*** EXTRACTED DATA

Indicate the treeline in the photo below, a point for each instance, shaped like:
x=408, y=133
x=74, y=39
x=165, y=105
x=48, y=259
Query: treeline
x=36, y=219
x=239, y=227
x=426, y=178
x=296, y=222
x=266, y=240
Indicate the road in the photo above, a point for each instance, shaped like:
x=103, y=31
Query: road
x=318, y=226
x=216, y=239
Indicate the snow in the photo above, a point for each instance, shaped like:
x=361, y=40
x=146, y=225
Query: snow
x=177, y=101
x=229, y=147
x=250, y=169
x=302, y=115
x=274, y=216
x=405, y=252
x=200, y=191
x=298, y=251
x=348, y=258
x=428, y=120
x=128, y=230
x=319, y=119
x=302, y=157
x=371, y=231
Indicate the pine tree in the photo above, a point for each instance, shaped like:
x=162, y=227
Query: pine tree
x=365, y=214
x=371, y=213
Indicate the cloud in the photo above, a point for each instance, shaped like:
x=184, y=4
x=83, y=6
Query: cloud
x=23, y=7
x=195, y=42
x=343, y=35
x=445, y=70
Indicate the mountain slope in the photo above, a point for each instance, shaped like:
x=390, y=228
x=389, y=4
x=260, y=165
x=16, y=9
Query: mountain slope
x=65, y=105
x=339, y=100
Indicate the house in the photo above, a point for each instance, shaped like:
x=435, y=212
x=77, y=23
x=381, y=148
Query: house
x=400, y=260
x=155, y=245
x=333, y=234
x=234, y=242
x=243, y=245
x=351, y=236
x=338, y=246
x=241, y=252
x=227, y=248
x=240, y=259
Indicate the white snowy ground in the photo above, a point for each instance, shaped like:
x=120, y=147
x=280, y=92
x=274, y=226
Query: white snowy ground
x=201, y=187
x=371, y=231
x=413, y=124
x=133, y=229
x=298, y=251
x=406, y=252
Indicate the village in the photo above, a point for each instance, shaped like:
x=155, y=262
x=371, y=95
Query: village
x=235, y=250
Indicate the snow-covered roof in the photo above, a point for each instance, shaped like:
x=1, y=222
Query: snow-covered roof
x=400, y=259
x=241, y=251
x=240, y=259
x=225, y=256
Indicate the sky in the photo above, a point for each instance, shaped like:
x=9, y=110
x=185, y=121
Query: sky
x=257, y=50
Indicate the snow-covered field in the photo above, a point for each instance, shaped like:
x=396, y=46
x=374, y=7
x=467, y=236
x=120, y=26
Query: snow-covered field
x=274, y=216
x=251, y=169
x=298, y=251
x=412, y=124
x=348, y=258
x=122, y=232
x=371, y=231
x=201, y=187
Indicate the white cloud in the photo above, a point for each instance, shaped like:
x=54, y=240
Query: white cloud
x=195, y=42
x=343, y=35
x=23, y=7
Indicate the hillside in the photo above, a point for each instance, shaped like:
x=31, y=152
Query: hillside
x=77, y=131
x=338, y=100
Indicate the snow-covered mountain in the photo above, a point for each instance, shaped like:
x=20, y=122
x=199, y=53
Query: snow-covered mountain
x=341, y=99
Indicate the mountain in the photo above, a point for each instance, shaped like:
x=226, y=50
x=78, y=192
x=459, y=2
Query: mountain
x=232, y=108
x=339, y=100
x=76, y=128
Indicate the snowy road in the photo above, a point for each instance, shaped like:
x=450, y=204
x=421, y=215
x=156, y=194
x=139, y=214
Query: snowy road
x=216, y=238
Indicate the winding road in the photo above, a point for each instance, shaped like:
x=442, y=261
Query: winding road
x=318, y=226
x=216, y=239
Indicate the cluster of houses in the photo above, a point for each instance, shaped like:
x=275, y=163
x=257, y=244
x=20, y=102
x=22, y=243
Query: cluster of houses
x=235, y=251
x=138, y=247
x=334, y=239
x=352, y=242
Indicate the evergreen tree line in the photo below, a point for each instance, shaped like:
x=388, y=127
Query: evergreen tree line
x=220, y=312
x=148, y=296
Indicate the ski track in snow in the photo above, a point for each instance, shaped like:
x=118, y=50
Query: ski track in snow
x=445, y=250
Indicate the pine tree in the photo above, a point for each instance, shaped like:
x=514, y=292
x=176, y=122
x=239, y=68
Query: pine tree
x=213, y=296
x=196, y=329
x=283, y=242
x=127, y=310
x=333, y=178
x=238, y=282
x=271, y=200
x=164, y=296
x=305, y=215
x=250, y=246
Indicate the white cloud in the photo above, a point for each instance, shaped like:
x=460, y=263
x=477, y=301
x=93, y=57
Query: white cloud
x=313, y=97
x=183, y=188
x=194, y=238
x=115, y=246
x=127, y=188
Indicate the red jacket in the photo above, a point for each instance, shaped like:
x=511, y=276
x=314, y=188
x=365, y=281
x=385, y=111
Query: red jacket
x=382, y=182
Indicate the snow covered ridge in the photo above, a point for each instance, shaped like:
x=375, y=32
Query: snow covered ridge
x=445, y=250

******

=== WORK INSTRUCTIONS ===
Please set down the full listing above, word for word.

=== OUTPUT FOR THIS EXERCISE ===
Indicate the treeline in the photo below, a point for each instance, shaped like:
x=408, y=133
x=74, y=39
x=165, y=105
x=48, y=259
Query: treeline
x=36, y=219
x=239, y=227
x=426, y=178
x=296, y=222
x=266, y=240
Indicate the road in the photo above, a point for each instance, shaped like:
x=103, y=31
Query: road
x=318, y=226
x=216, y=239
Indicate the snow in the photo above, a point for each instance, shaped like:
x=361, y=40
x=146, y=225
Query: snow
x=177, y=101
x=229, y=147
x=250, y=169
x=302, y=115
x=274, y=216
x=405, y=252
x=200, y=191
x=298, y=251
x=348, y=258
x=428, y=120
x=128, y=230
x=319, y=119
x=302, y=157
x=371, y=231
Indicate the pine tree in the photo above, a point for each instance, shaped like:
x=162, y=227
Query: pine tree
x=365, y=214
x=371, y=213
Indicate the cloud in the photo above, a point for each instance, shaped like:
x=184, y=4
x=83, y=6
Query: cloud
x=23, y=7
x=195, y=42
x=343, y=35
x=445, y=70
Indicate the mountain slope in the photo above, a point for each instance, shaped like:
x=390, y=228
x=389, y=4
x=260, y=165
x=16, y=9
Query: mountain slope
x=65, y=105
x=339, y=100
Indicate the house in the photo above, a point for each instance, shaped like:
x=435, y=212
x=77, y=23
x=381, y=148
Query: house
x=400, y=260
x=155, y=245
x=333, y=234
x=234, y=242
x=243, y=245
x=351, y=236
x=338, y=246
x=241, y=252
x=227, y=248
x=240, y=259
Indicate the white snowy ground in the photo above, a point for each instance, shaped like:
x=120, y=147
x=280, y=92
x=274, y=226
Query: white snowy ground
x=201, y=187
x=371, y=231
x=413, y=124
x=133, y=229
x=298, y=251
x=406, y=252
Indicate the village in the photo above, a point for each instance, shaped like:
x=155, y=262
x=371, y=95
Query: village
x=235, y=250
Indicate the snow-covered roof in the photo above, a point for each instance, shaped like:
x=1, y=222
Query: snow-covered roof
x=400, y=259
x=241, y=251
x=240, y=259
x=225, y=256
Indicate the sky in the photo above, a point for each instance, shaped like:
x=9, y=110
x=185, y=121
Query: sky
x=257, y=50
Indicate the snow-covered field in the photo above, a point for each instance, shaped like:
x=396, y=46
x=374, y=7
x=467, y=236
x=120, y=26
Query: snow-covered field
x=274, y=216
x=251, y=169
x=298, y=251
x=412, y=124
x=348, y=258
x=122, y=232
x=371, y=231
x=201, y=187
Indicate the white cloud in the photo above, a point for each instance, shaped like:
x=54, y=240
Query: white cloud
x=195, y=42
x=343, y=35
x=23, y=7
Indicate the hillside in the photo above, a point for each instance, shaped like:
x=31, y=152
Query: hillside
x=77, y=131
x=338, y=100
Indicate the snow-covered mountain in the photo above, a point for each instance, shaped like:
x=20, y=122
x=199, y=53
Query: snow-covered mountain
x=341, y=99
Indicate the mountain in the photo above, a point for each instance, shaped like:
x=226, y=50
x=78, y=192
x=459, y=2
Query: mountain
x=232, y=108
x=339, y=100
x=76, y=128
Indicate the snowy road in the photo above, a point for each instance, shaped like:
x=450, y=204
x=421, y=215
x=156, y=194
x=139, y=214
Query: snowy road
x=216, y=238
Indicate the winding road in the photo above, a point for each instance, shaped like:
x=442, y=261
Query: winding road
x=318, y=226
x=216, y=239
Indicate the cluster of houses in the photo above, a point for each instance, shaped like:
x=275, y=163
x=257, y=244
x=20, y=102
x=22, y=243
Query: cluster of houses
x=235, y=251
x=138, y=247
x=334, y=239
x=352, y=242
Indicate the evergreen tree line in the photo below, a point for each instance, shaped like:
x=388, y=127
Query: evergreen tree line
x=220, y=312
x=148, y=296
Indicate the ski track in snow in the photo above, a point for each instance, shaped like:
x=118, y=50
Query: ski track in snow
x=445, y=250
Indicate the pine tree in the photo above, a point for each instance, shaped like:
x=514, y=292
x=176, y=122
x=239, y=68
Query: pine tree
x=213, y=296
x=196, y=329
x=283, y=242
x=127, y=310
x=333, y=178
x=238, y=282
x=271, y=200
x=164, y=296
x=305, y=215
x=250, y=246
Indicate the white cloud in the photo above, a point for each instance, shaped like:
x=460, y=263
x=477, y=301
x=93, y=57
Query: white cloud
x=313, y=97
x=183, y=188
x=194, y=238
x=115, y=246
x=127, y=188
Indicate the red jacket in the photo above, a point for each instance, shaped like:
x=511, y=276
x=314, y=188
x=365, y=281
x=385, y=111
Query: red jacket
x=382, y=182
Indicate the snow covered ridge in the photo above, a point for each instance, shaped like:
x=375, y=32
Query: snow covered ridge
x=445, y=250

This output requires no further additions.